● **Job A**:
Please rewrite the passage on current events, beginning at the words "Living in the" and stopping after "the popular opinion.", with "double-edged sword" swapped for "mixed blessing".
● **Job B**:
Answer these from the passage on current events:
(i) At which school is it common for teachers to hold discussions of current events during class?
(ii) What do class discussions too often become?
(iii) Where was Michael Brown shot?
** Begin Passage **
Living in the age of the Internet is a double-edged sword. It’s easy to do research and find information about any imaginable topic—however, it’s also easy to become swept up in the overwhelming tide of information that exists at our fingertips.

At Redwood, it’s common for teachers to hold discussions of current events during class. It’s great to be informed about what’s happening in our world, but too often class discussions become one-sided as students recount biased versions of events. When studying topical issues, it’s important to examine all sides instead of just sticking to the popular opinion.

Rather than believing the often-sensationalized stories that are thrown at us, we must take a moment to look at the whole story, to acknowledge all sides, and to make our own educated deductions about what we believe.

A similar controversy recently surrounded another news story: the shooting of Michael Brown in Ferguson, Missouri, and the subsequent investigation into the circumstances surrounding his death.
** End Passage **
** Begin Supplied material **
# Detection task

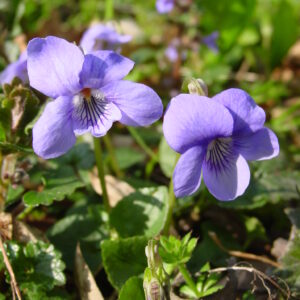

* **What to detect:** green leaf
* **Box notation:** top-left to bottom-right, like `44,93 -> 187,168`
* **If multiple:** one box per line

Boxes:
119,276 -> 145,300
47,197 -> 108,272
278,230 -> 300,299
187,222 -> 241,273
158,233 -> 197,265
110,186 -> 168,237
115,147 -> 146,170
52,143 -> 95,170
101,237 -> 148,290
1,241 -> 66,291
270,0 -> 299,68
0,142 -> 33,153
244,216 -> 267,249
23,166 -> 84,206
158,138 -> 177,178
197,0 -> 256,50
** End Supplied material **
** Begin Supplied material **
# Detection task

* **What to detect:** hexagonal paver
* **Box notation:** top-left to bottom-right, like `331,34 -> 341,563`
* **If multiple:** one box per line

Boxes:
** End Supplied material **
● **Task solution A**:
Living in the age of the Internet is a mixed blessing. It’s easy to do research and find information about any imaginable topic—however, it’s also easy to become swept up in the overwhelming tide of information that exists at our fingertips.

At Redwood, it’s common for teachers to hold discussions of current events during class. It’s great to be informed about what’s happening in our world, but too often class discussions become one-sided as students recount biased versions of events. When studying topical issues, it’s important to examine all sides instead of just sticking to the popular opinion.

● **Task solution B**:
(i) Redwood
(ii) One-sided
(iii) Ferguson, Missouri